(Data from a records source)
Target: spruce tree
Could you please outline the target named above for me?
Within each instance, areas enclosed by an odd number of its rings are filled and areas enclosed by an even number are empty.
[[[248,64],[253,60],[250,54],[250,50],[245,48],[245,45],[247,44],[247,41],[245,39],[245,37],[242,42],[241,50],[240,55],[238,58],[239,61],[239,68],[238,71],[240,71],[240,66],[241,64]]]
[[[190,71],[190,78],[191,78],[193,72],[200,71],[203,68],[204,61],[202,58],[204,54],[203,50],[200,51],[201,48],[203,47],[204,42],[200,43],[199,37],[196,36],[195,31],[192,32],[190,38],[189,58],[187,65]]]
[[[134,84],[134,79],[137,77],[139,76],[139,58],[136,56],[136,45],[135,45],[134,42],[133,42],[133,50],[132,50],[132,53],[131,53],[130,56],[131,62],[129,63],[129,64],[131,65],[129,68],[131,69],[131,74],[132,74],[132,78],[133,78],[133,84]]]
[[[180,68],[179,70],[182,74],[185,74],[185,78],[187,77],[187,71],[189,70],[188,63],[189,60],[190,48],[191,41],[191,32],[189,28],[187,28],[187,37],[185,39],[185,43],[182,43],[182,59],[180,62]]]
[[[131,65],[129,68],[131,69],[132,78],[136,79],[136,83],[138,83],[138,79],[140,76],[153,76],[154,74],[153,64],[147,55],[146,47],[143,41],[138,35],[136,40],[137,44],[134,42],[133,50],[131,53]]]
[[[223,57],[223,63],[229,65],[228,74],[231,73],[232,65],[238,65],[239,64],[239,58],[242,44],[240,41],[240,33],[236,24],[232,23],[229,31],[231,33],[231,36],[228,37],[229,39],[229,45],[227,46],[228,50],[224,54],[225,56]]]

[Written instruction]
Please output every line of the data above as a Markdown table with the columns No. and Line, numbering the rows and omitting blank lines.

[Task answer]
| No. | Line |
|---|---|
| 1 | Target: spruce tree |
| 2 | Could you please outline the target named above for me? |
| 3 | Within each instance, areas enclosed by an odd number of its rings are filled and areas enclosed by an even number are empty. |
| 4 | [[[248,64],[253,60],[250,54],[250,50],[245,48],[245,45],[247,44],[247,41],[245,39],[245,37],[242,42],[241,50],[240,55],[238,58],[239,61],[239,68],[238,71],[240,71],[240,66],[241,64]]] |
| 5 | [[[190,71],[190,78],[191,78],[193,72],[200,71],[203,68],[204,61],[202,58],[204,54],[203,50],[200,51],[201,48],[203,47],[204,42],[200,43],[199,37],[196,36],[195,31],[192,32],[190,38],[189,58],[187,65]]] |
| 6 | [[[134,84],[134,79],[137,77],[139,76],[139,58],[136,56],[136,45],[135,45],[134,42],[133,42],[133,50],[132,50],[132,53],[131,53],[130,56],[131,62],[129,63],[129,64],[131,65],[129,68],[131,69],[131,74],[132,74],[132,78],[133,78],[133,84]]] |
| 7 | [[[180,68],[179,70],[182,74],[185,74],[185,78],[187,77],[187,71],[189,70],[188,63],[189,60],[190,48],[191,41],[191,32],[189,28],[187,28],[187,37],[185,39],[185,43],[182,43],[182,59],[180,62]]] |
| 8 | [[[131,65],[129,68],[131,69],[132,78],[136,79],[136,83],[138,83],[138,79],[140,76],[153,76],[154,74],[153,64],[147,55],[146,47],[143,41],[138,35],[136,40],[137,44],[134,42],[133,50],[131,53]]] |
| 9 | [[[223,57],[223,63],[229,65],[228,74],[231,73],[232,65],[238,65],[239,64],[239,58],[242,44],[240,41],[240,33],[236,24],[232,23],[229,31],[231,33],[231,36],[228,37],[229,39],[229,45],[227,46],[228,50],[224,54],[225,56]]] |